Text block:
<<<<
Re: problems running GPU-accelerated namd

From: Renfro, Michael (Renfro_at_tntech.edu)
Date: Sun Dec 09 2018 - 10:07:21 CST

Are you running through a cluster scheduler, or directly logging into the GPU server? Even if your server has multiple GPUs in it, a scheduler may map your reserved GPUs to be devices 0, 1, 2, … regardless of their physical ID in the server.

You can specify whatever number of CPUs you want, but past a certain number, there will be little to no benefit to adding more once the GPU performance is the bottleneck. For a 3M atom benchmark model I’ve run on our particular cluster, that number was 4 E5-2680v4 CPUs per K80 GPU.
>>>>
Rows:
<<<<
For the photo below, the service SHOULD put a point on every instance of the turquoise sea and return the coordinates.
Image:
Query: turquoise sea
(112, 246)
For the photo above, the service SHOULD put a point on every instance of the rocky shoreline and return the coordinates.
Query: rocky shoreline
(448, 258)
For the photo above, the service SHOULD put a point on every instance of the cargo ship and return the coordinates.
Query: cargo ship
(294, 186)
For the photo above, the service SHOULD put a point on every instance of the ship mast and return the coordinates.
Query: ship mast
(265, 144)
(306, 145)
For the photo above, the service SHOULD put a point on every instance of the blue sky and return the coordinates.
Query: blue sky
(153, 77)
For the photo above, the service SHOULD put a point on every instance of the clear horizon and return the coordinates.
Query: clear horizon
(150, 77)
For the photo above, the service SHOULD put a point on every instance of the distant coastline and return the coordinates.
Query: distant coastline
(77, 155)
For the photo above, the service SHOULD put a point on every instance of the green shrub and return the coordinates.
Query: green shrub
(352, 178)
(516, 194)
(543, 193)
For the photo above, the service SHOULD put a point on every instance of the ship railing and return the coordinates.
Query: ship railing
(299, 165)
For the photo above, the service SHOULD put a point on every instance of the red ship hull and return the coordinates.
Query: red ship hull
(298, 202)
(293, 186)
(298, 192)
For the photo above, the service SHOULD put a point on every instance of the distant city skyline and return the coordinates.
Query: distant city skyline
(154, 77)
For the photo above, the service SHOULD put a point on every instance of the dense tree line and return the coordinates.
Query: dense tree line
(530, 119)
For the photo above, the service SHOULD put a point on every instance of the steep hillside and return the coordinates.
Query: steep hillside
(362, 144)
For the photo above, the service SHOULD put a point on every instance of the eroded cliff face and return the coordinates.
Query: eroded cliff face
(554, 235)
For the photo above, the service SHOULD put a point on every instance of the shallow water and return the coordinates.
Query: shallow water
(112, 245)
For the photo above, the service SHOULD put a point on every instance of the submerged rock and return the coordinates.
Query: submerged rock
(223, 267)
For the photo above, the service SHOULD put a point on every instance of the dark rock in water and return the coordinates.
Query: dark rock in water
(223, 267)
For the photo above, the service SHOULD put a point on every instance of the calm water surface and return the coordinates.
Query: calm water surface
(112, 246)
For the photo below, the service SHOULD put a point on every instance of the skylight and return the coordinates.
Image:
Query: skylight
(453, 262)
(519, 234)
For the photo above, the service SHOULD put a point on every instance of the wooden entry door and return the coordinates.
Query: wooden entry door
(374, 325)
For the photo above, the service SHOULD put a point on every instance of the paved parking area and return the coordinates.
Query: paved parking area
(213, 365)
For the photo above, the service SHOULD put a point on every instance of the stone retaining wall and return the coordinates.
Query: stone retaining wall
>>>>
What the task asks:
Print the NAMD GPU forum reply in full, word for word. Work only from the NAMD GPU forum reply and ignore the records.

Answer to the problem:
Re: problems running GPU-accelerated namd

From: Renfro, Michael (Renfro_at_tntech.edu)
Date: Sun Dec 09 2018 - 10:07:21 CST

Are you running through a cluster scheduler, or directly logging into the GPU server? Even if your server has multiple GPUs in it, a scheduler may map your reserved GPUs to be devices 0, 1, 2, … regardless of their physical ID in the server.

You can specify whatever number of CPUs you want, but past a certain number, there will be little to no benefit to adding more once the GPU performance is the bottleneck. For a 3M atom benchmark model I’ve run on our particular cluster, that number was 4 E5-2680v4 CPUs per K80 GPU.